[Coordinate annotation records]

--------------------------------------------------

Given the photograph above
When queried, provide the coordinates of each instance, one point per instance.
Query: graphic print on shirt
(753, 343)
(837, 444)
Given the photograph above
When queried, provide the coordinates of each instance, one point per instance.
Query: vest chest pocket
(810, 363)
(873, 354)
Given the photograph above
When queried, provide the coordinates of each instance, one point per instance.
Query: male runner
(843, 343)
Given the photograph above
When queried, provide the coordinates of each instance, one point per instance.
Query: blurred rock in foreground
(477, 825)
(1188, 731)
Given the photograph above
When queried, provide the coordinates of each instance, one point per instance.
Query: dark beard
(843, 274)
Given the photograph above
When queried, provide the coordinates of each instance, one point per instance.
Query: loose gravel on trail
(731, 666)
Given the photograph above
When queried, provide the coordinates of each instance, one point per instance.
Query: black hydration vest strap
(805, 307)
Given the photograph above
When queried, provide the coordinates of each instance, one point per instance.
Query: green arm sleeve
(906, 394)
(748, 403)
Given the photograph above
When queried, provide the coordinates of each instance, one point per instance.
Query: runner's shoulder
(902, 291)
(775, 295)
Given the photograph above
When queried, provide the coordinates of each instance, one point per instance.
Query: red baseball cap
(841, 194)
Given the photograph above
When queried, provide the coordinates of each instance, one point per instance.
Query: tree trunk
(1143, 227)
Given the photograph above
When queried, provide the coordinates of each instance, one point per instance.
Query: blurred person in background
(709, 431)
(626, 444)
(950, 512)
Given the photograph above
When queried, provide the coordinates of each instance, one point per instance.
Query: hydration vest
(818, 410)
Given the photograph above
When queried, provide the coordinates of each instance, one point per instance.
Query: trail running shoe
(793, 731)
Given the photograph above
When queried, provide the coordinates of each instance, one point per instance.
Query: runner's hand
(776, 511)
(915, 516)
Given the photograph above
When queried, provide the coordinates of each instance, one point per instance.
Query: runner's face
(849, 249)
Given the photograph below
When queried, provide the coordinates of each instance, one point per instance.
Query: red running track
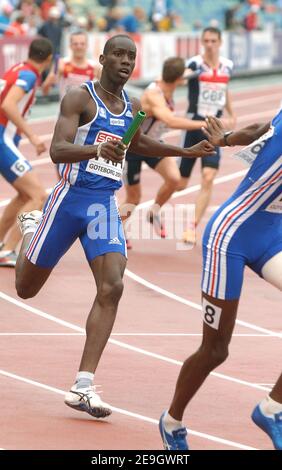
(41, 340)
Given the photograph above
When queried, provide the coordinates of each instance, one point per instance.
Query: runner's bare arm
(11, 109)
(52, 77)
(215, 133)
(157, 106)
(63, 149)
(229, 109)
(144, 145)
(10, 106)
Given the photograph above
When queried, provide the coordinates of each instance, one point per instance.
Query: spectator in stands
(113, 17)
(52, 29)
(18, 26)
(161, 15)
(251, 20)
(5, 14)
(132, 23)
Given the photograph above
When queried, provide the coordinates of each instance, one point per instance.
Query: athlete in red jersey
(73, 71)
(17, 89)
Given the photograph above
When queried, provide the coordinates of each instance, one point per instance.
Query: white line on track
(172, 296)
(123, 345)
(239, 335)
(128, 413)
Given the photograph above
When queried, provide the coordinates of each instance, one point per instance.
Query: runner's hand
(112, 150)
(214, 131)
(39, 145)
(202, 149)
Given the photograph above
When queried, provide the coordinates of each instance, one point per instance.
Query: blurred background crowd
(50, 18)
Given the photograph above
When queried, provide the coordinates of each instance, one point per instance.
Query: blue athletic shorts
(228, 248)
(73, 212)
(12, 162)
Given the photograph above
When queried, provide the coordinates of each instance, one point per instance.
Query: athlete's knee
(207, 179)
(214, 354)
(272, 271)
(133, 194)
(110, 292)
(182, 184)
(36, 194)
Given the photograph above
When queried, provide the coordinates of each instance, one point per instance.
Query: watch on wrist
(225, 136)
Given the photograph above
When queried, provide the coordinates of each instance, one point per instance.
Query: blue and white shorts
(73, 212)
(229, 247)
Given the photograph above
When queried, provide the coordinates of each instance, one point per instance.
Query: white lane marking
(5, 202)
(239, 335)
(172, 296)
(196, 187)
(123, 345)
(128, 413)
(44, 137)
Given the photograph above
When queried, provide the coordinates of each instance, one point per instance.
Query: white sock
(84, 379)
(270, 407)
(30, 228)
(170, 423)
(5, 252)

--------------------------------------------------

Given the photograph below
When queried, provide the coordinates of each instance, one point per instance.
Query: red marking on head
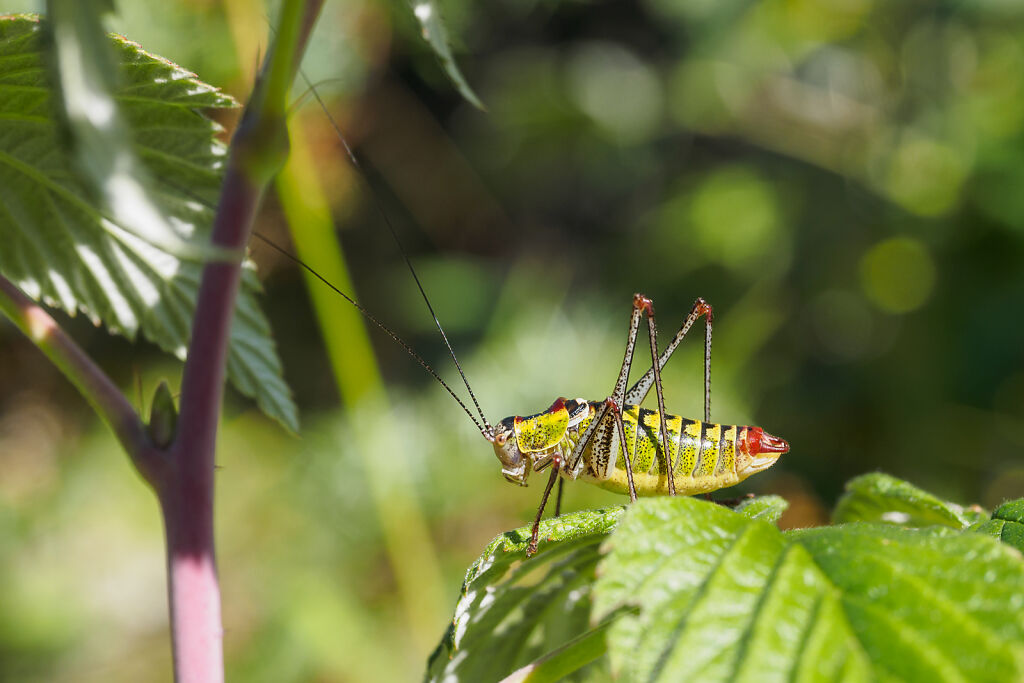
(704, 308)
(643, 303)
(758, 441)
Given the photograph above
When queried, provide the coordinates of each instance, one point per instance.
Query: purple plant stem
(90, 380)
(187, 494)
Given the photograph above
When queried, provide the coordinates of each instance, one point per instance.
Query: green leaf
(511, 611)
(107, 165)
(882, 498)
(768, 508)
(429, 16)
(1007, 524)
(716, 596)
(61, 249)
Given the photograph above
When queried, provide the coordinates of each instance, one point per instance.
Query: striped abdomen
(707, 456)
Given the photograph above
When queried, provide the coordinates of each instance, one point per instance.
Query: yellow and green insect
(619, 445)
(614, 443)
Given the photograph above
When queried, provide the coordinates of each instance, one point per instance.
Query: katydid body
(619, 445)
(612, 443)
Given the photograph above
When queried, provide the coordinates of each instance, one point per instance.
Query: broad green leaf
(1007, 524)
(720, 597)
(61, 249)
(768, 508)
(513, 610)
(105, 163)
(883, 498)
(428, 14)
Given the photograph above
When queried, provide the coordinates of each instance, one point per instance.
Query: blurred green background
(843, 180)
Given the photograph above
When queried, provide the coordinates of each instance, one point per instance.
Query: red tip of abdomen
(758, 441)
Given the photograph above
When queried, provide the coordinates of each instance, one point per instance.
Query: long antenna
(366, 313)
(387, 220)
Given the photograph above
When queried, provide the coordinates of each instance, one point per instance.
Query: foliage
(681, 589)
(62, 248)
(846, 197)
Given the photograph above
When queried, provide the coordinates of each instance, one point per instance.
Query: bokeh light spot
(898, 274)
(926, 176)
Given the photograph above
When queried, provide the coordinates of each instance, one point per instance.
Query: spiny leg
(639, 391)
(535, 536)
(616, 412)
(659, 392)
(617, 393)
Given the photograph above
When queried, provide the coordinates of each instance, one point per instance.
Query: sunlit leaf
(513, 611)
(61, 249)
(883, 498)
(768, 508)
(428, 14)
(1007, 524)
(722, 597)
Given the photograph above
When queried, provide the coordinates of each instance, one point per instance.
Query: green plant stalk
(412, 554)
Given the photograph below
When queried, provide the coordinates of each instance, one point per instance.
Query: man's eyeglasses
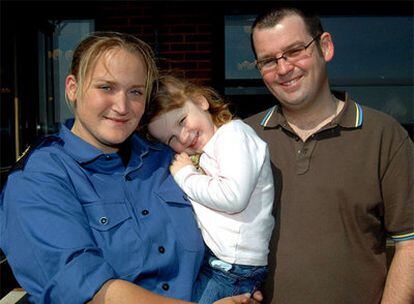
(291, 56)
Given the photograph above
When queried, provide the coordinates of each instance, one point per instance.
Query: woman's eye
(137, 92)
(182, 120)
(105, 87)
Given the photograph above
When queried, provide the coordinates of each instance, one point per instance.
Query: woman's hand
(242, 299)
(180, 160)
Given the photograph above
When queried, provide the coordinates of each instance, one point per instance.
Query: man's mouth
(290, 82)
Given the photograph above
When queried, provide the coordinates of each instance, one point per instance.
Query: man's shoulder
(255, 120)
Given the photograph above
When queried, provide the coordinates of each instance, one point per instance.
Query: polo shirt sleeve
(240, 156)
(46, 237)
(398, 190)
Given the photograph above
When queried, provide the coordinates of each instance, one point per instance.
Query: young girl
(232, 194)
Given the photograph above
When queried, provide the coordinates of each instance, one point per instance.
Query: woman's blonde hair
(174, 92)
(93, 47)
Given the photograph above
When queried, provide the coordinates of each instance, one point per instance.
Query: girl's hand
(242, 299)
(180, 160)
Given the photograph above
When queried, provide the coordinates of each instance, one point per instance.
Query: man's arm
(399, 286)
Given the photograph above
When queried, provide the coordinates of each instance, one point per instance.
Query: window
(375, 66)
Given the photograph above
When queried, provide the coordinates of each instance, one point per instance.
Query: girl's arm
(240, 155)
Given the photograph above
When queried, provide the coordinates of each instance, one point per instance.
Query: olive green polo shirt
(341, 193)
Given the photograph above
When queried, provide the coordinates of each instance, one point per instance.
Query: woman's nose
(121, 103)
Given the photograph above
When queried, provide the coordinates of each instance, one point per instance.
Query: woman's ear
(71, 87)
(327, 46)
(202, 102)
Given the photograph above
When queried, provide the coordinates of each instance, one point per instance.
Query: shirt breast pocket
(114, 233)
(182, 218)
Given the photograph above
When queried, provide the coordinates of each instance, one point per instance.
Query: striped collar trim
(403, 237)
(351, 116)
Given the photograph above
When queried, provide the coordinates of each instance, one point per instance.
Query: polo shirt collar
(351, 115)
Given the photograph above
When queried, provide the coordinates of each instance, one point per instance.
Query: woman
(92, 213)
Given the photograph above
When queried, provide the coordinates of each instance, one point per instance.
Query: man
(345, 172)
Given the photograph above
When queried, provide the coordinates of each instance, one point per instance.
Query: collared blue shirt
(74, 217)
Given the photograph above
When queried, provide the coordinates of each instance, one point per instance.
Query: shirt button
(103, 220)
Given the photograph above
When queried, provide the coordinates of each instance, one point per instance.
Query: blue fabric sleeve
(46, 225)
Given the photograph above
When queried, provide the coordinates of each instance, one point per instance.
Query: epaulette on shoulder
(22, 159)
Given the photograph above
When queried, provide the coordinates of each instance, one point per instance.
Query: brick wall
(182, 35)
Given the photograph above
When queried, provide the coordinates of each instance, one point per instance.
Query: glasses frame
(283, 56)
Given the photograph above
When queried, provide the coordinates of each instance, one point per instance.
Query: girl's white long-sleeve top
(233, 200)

--------------------------------------------------

--- Task to carry out ---
Select every line of the rows above that contains the string "trail", and copy each one in full. Matching is case-sensitive.

--- Solution for this problem ---
Query: loose gravel on trail
Query: trail running shoe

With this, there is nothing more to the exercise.